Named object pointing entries

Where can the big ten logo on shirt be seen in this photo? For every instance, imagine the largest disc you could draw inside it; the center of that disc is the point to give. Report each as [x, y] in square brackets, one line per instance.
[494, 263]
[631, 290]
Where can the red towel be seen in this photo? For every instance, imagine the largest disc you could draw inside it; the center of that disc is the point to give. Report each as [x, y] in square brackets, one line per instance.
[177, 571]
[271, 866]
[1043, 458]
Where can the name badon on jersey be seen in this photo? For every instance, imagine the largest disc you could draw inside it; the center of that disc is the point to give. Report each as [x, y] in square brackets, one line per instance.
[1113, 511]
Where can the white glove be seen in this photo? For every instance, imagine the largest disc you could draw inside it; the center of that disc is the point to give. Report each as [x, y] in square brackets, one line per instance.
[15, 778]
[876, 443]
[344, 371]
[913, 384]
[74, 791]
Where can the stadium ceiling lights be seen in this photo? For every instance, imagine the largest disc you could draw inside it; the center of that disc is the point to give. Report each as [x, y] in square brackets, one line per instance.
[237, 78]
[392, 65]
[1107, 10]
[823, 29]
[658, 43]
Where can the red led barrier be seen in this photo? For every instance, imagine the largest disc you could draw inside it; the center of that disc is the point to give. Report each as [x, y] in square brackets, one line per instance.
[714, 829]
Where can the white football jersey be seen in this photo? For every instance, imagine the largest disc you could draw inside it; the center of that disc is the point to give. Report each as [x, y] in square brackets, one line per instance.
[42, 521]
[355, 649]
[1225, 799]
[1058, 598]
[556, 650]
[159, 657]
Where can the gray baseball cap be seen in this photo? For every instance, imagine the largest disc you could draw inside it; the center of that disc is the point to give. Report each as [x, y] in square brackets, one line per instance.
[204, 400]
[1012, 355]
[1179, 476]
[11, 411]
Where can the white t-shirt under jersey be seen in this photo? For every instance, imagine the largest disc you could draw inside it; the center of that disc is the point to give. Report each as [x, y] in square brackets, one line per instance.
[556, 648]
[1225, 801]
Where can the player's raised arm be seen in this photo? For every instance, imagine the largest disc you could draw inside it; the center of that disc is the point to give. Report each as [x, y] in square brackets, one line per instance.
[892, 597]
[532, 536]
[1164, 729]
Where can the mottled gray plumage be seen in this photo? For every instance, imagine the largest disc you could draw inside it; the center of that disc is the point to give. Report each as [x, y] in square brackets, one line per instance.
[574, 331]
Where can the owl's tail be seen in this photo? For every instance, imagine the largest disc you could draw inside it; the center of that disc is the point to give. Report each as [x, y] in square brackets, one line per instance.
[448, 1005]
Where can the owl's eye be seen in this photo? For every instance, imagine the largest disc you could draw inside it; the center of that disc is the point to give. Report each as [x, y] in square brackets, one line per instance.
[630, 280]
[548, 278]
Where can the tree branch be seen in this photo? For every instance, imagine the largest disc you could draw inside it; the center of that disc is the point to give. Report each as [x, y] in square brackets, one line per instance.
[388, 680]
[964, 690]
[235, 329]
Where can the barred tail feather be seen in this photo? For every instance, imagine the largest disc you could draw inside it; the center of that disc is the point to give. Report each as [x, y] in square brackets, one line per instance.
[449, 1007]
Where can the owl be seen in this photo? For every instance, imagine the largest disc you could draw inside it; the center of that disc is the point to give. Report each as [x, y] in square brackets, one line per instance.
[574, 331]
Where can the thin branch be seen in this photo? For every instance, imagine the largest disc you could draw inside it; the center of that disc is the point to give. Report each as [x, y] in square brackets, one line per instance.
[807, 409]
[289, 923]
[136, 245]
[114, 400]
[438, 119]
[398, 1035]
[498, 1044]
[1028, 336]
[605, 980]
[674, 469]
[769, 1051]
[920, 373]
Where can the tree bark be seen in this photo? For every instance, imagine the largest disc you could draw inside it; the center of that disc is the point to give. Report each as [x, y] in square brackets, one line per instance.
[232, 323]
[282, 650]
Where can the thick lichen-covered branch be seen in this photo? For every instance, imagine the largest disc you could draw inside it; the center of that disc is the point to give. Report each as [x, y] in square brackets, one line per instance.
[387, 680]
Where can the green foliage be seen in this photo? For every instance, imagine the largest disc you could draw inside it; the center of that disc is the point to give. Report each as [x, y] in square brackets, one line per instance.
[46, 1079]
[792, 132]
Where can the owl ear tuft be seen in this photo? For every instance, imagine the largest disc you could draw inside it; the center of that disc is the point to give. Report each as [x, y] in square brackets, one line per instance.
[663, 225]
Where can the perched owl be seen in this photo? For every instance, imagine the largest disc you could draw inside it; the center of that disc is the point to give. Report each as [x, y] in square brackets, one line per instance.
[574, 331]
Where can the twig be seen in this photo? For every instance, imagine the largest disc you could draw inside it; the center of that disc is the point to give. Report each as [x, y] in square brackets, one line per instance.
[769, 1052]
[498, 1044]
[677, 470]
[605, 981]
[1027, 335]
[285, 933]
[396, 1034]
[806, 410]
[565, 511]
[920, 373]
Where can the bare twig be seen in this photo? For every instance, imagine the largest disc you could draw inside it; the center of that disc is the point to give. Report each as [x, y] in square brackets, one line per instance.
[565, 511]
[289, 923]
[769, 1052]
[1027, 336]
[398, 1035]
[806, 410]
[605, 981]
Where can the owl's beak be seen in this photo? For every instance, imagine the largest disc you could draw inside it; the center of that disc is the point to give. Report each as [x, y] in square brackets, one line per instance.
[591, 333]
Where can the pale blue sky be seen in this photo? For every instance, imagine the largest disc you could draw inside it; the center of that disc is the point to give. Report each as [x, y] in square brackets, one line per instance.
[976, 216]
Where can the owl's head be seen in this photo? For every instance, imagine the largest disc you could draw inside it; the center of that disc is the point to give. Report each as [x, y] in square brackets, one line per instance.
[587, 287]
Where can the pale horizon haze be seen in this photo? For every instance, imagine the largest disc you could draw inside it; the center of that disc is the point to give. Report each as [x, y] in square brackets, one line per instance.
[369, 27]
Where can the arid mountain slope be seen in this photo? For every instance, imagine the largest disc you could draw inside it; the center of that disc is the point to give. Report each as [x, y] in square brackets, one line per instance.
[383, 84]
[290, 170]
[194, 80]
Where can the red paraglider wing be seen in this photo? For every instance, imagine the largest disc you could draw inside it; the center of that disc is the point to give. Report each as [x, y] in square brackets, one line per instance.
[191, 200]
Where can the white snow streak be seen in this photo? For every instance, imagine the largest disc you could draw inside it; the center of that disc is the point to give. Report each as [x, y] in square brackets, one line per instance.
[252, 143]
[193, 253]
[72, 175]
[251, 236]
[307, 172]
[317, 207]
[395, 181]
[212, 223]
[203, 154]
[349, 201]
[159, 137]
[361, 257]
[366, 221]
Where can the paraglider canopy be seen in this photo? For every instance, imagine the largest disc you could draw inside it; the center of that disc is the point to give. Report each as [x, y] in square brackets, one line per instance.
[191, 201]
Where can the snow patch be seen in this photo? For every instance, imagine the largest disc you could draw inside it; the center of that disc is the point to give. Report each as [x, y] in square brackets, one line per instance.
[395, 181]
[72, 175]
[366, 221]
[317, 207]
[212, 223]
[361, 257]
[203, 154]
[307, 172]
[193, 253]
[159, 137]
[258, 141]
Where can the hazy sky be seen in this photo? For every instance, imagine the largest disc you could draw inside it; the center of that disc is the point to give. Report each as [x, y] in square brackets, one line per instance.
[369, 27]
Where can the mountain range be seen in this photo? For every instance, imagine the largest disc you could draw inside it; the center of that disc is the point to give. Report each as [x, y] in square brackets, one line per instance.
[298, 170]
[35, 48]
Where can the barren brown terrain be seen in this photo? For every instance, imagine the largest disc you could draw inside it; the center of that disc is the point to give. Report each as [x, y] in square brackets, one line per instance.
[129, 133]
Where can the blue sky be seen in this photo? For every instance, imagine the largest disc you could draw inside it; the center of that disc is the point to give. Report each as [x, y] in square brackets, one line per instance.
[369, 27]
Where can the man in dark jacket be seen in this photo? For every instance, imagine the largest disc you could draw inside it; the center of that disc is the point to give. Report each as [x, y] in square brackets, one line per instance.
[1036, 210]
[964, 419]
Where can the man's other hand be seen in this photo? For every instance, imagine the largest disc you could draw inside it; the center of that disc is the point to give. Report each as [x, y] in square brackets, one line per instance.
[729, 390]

▸ Task to complete
Update the records from the first line to the line with "[1043, 458]", replacing "red towel" with "orange towel" and leaving everything else unchanged.

▸ Complete output
Where can the big ten logo on shirt be seen in this photo? For every instance, imagine the largest disc you could draw inside it; the center of that disc is the point to give. Report each as [x, y] in square brackets, one line per instance.
[494, 263]
[631, 290]
Where can the orange towel be seen in this photo? For every instance, imagine the largest disc you could draw inside it; the center of that disc is the point to give. Report each as [x, y] in square brackets, one line per instance.
[177, 571]
[271, 866]
[1043, 458]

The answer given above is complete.